Questions to answer:
A – In the Doctor Who review, which person is named as an example of the "depressed angry people" the 11th Doctor reaches out to help?
B – List every episode that the Doctor Who review calls "flat out garbage."
C – Say whether each statement agrees with the Doctor Who review, and quote the words that decide it: (i) The review calls DOOMSDAY a mess. (ii) The review says the Chelonians come from the novels. (iii) The review says the story rose above the comic book material.

Text segment:
BEGIN
One knows when one has been cheated and this story did not cheat me in any way. It rose above the comic book material, bettered it with good script, good acting, and an overall positive impression. Matt Smith is not David Tennant, thank God. I like Tennant and the 10th Doctor but his Doctor always gave me a strong impression of being conceited with EVERYONE he meets and that sort of took away the naivete the Doctor could have, the innocence he could possess. This Doctor seems to be the most innocent of all and also a happy Doctor who reaches out to help EVERYONE, even depressed angry people like Van Gogh. He doesn't seem to think he's better than everyone and he's not in any competition with males to prove to females he's better such as the 10th Doctor always seemed to be. I love the 11th Doctor. If not all his stories and hate his companion.

NOt sure where the scenes to next week are going wtih Chelonians (from the novels) and others name checked but it could go toward a mind blowing RTD actioner like DOOMSDAY or a mess of crap like JOURNEY'S END or a rebutton hit like the mind awful LAST OF THE TIME LORDS or a puzzlement of nonsense like NEXT DOCTOR. Here's hoping that the next three eps are GREAT and to be honest, they have t be to save this season with such polar opposites like the great AMY'S CHIOCE, VAMPIRES IN VENICE, TIME OF THE ANGELS, and THE LODGER against flat out garbage like BEAST BELOW, 11TH HOUR, the lame Dalek dead in the water VICTORY OF THE DALEKS, FLESH AND BOREDOM...   

The balance is set to be tipped for this season. Will it be good or will it be bad overall? THIS is the true cliffhanger IMO for a season that's had some of the worst DW stories ever and some of the best DW stories almost ever...only time will tell and we have three weeks but frankly giant get togethers of monsters can work on a grand DOOMSDAY level if there is some other thing going on (Rose and the DOctor's love/near death/sseparation/ Rose remeeting Mickey/ Jackie meeting the alt Pete, Jake being well handsomely cute, etc). I just don't know if they can pull it can truly tip either way.
END
Recorded data:
BEGIN
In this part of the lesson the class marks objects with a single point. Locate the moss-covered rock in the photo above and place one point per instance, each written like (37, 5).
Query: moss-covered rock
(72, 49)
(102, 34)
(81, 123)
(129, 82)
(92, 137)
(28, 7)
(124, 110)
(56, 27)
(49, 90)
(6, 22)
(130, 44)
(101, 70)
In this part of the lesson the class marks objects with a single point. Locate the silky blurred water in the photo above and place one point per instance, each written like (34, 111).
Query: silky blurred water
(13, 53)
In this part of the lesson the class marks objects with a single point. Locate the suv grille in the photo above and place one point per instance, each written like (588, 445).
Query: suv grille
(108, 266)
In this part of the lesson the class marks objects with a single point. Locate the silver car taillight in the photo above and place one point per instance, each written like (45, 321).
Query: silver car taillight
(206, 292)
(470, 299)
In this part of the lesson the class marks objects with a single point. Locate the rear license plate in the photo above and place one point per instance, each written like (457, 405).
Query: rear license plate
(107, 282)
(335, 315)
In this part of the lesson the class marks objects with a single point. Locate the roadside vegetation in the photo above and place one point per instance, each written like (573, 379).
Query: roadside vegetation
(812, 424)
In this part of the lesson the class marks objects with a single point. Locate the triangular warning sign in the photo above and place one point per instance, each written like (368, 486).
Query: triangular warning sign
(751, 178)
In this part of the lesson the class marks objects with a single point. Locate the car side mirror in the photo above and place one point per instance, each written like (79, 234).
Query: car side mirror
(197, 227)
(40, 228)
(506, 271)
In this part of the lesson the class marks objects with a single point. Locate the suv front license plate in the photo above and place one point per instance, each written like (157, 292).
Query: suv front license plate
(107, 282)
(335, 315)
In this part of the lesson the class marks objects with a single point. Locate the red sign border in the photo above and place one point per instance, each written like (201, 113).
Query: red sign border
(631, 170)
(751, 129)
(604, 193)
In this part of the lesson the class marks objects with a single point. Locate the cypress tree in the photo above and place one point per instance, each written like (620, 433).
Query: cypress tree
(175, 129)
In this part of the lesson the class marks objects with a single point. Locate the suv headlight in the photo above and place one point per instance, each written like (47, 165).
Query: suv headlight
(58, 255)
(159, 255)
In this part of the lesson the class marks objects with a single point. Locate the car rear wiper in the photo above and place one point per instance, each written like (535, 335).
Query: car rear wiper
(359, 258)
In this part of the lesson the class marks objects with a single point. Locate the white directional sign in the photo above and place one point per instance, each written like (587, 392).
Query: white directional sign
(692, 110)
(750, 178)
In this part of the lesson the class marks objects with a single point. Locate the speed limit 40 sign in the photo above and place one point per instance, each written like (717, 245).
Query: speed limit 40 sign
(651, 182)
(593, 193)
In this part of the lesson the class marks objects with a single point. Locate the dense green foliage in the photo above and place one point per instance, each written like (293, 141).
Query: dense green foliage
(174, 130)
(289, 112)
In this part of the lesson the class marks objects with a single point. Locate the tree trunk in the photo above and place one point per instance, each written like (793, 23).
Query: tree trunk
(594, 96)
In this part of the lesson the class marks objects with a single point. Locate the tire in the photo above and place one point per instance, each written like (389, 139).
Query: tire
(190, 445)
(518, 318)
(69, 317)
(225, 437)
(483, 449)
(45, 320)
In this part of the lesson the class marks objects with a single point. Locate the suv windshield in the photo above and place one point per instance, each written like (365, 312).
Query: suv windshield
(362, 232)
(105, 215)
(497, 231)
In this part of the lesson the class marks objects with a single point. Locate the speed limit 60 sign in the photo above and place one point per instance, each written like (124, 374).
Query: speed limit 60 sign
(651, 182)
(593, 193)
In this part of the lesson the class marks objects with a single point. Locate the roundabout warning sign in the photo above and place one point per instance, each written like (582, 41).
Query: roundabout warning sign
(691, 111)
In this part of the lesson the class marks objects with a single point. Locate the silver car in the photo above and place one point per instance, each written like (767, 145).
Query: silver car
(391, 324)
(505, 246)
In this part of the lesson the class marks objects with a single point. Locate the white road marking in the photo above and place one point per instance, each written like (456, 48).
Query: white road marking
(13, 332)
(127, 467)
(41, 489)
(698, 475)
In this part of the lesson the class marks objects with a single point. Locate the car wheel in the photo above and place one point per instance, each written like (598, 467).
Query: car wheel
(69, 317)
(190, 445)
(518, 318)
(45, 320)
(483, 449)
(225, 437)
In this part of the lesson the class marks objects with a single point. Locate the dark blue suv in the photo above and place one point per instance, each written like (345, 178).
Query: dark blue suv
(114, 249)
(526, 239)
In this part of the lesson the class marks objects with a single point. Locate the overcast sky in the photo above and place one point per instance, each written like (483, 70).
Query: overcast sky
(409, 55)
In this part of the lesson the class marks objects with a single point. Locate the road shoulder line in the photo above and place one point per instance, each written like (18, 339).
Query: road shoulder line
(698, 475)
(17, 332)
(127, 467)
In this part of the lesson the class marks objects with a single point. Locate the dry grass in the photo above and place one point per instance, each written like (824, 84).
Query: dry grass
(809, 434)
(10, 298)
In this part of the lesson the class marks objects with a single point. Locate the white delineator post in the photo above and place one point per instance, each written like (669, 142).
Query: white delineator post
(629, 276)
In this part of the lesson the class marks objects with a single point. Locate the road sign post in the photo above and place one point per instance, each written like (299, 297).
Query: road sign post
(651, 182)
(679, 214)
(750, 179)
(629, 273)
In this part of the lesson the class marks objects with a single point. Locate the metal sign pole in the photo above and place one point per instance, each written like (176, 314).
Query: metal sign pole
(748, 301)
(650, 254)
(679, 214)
END
Solutions to the exercise:
A – Van Gogh.

B – BEAST BELOW, 11TH HOUR, VICTORY OF THE DALEKS, FLESH AND BOREDOM

C –
(i) No: "a mind blowing RTD actioner like DOOMSDAY"
(ii) Yes: "Chelonians (from the novels)"
(iii) Yes: "It rose above the comic book material"